Your goal — Take every line from the records below that includes the word "leaf".

################

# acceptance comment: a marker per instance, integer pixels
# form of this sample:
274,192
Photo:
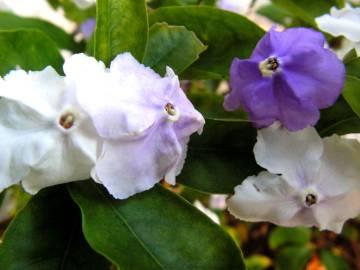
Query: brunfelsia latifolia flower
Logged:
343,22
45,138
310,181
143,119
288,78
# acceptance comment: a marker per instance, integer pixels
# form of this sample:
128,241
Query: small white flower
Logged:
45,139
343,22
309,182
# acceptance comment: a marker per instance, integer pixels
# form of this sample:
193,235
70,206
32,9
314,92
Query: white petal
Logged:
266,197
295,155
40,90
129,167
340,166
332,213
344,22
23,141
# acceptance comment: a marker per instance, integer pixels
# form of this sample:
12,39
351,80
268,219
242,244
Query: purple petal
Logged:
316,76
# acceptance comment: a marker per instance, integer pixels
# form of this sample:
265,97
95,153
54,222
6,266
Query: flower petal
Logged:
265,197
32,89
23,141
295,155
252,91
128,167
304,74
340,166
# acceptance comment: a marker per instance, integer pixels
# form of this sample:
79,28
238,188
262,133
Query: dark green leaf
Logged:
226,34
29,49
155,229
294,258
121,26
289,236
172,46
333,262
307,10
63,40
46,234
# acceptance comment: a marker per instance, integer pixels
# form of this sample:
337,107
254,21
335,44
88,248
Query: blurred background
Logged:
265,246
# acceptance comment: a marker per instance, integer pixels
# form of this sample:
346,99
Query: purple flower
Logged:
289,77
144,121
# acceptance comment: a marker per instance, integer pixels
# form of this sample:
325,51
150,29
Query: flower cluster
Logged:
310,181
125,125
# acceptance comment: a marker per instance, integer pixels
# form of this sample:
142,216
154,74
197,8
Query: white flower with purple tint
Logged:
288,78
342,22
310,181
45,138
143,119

################

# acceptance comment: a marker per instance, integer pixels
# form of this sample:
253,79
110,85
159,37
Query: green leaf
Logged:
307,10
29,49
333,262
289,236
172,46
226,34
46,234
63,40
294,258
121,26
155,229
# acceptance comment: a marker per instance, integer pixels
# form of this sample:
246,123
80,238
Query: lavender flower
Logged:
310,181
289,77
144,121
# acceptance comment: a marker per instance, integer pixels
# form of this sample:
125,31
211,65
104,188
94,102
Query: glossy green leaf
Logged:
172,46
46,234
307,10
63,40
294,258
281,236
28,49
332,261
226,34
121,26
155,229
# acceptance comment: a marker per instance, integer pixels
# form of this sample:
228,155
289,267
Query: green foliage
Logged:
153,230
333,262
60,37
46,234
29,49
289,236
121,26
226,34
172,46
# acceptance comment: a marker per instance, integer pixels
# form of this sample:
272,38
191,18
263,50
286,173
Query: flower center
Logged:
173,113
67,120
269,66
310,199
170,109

################

Solution for this exercise —
Query: dark green leaf
Query: green leaf
Query: glossy green leaf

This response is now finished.